(Exercise) What lines in the records below include the word "instance"? Return each one.

(The input)
--- START ---
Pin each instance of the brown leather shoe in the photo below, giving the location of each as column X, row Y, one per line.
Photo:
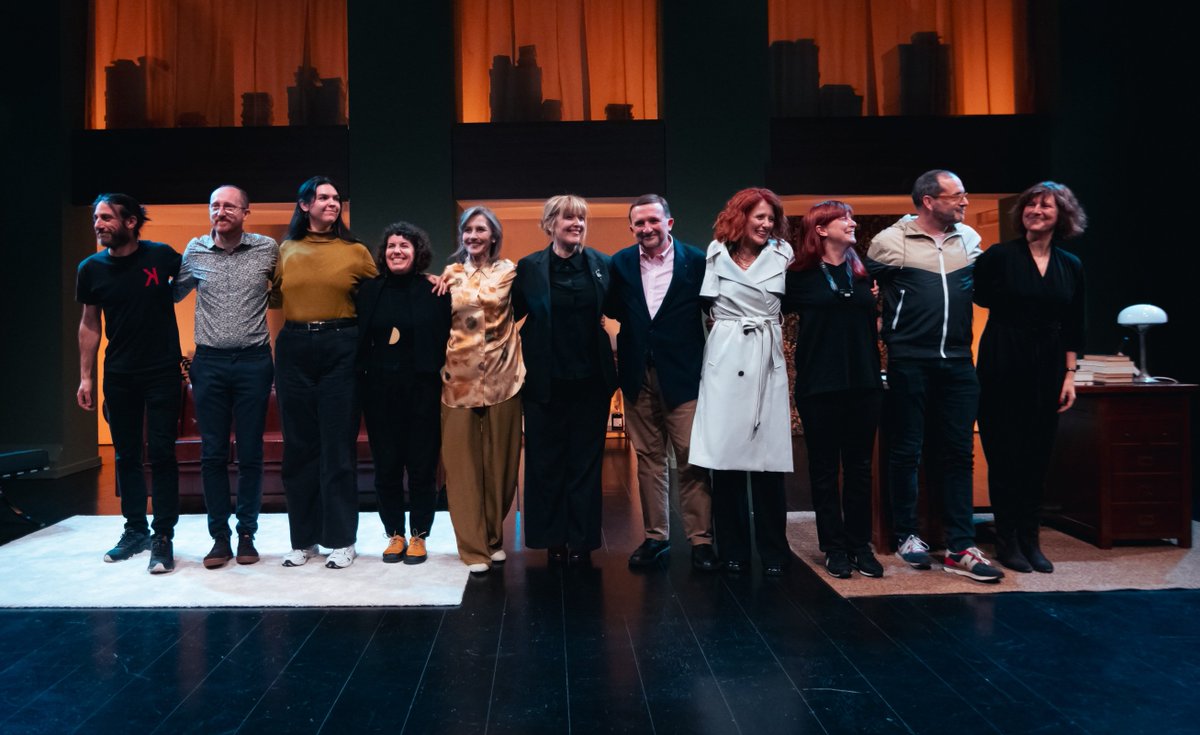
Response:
--- END ---
--- START ---
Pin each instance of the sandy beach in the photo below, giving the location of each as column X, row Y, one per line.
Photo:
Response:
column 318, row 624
--- END ---
(Written answer)
Pin each instance of the brown leather shoe in the photo below, giving the location of each as column X, row Y, one per line.
Pin each instance of the sandy beach in the photo below, giving the location of each as column X, row Y, one per line.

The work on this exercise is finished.